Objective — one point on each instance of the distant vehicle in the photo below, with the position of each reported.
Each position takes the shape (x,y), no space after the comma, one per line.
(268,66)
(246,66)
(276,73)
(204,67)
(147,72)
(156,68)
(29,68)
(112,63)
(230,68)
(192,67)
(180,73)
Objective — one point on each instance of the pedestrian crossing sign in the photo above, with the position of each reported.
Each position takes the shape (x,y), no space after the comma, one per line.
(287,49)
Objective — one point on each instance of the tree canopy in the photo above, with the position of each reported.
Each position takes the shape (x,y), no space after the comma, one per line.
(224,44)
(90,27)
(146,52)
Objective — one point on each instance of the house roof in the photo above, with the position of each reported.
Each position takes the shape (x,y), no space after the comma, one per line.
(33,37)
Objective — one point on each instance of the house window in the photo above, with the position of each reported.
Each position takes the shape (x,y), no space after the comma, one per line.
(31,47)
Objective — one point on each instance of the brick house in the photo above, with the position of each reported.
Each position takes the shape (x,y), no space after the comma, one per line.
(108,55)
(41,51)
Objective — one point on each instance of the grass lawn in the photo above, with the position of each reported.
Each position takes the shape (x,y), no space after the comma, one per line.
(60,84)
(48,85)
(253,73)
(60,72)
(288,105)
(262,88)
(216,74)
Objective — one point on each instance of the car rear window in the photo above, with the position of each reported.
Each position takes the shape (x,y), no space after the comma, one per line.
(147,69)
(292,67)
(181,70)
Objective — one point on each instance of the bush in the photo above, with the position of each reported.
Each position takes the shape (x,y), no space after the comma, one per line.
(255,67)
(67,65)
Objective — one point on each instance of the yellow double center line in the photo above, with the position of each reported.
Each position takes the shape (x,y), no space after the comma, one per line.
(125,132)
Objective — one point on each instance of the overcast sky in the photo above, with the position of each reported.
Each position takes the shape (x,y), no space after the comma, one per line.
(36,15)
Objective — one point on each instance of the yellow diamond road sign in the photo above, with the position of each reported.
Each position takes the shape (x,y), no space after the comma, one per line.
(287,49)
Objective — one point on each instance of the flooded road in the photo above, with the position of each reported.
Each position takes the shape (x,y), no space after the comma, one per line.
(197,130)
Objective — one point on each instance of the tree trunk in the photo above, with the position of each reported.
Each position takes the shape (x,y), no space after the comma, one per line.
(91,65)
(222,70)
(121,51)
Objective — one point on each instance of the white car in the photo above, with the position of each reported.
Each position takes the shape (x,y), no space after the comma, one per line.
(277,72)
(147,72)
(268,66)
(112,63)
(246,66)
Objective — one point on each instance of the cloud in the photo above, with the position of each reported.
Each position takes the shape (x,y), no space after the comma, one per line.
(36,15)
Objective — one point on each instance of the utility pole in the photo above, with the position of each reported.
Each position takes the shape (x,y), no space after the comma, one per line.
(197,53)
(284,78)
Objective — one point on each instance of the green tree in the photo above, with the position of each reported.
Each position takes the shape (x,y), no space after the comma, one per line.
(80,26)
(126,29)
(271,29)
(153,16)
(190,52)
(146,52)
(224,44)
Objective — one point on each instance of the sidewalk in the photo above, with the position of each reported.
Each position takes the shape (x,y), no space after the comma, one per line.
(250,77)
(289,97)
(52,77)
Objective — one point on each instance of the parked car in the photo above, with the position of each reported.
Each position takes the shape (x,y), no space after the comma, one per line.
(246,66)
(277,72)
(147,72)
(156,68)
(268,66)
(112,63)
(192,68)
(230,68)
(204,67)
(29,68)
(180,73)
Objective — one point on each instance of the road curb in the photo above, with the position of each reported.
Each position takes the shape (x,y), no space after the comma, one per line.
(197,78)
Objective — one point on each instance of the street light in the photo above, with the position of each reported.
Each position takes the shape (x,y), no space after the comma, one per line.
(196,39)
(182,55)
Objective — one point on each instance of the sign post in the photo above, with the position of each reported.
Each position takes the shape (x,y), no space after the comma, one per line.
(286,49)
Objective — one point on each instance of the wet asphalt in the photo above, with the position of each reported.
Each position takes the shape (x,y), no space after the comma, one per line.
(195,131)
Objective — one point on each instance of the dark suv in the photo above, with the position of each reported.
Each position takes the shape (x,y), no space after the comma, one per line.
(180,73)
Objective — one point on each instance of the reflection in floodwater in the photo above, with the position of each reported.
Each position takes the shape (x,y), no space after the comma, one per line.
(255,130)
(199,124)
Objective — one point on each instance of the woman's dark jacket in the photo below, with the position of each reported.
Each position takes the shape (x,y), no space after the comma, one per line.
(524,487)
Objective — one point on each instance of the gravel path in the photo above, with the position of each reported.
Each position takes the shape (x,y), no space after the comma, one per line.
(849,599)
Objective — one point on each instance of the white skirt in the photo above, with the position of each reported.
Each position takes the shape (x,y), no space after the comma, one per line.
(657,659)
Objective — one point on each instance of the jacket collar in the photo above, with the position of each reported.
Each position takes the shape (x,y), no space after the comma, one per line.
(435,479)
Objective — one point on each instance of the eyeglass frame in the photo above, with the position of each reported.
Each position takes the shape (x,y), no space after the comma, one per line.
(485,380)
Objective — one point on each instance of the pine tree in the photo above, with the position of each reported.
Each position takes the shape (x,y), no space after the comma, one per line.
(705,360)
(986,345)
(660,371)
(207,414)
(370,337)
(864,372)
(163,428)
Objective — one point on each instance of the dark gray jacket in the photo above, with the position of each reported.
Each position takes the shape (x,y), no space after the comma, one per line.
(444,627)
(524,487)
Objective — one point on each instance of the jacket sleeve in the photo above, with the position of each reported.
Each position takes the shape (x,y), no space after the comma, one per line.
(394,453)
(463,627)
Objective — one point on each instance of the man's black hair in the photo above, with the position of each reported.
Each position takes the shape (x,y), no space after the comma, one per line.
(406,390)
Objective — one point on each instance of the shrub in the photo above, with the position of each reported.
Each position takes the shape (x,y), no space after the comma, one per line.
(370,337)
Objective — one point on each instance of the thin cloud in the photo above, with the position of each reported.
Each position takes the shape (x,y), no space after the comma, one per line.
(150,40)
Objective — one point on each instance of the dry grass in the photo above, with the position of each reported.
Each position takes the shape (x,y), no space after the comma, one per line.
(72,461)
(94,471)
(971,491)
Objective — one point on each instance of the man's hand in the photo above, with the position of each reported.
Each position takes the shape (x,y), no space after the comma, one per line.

********

EXERCISE TASK: Write out, word for word, the line containing "Objective — one point on each instance of the man's black" and every line after it to the end of the data above.

EXPECTED OUTPUT:
Objective — one point on each instance of the man's black hair in the photo above, with the position of each reported.
Each position takes the shape (x,y), no space after the comma, one per line.
(406,390)
Objective — one point on each instance of the shrub in the photo above, with the position of each reported.
Each position takes the shape (x,y), no space after the comma, one per line.
(370,337)
Objective — one point on each instance of the thin cloud in the photo above, with the position of each reported.
Each position takes the shape (x,y), no space after the comma, one per line.
(150,40)
Objective — one point on each instance of the dry grass in the photo above, with the position of each reported.
Each position takes the shape (x,y), no space after the comma, one per line.
(72,461)
(94,471)
(971,491)
Objective — one point on each instance of the man's hand in the photo above, with the position of each reported.
Each position takes the shape (x,y), no space after the comma, one per line.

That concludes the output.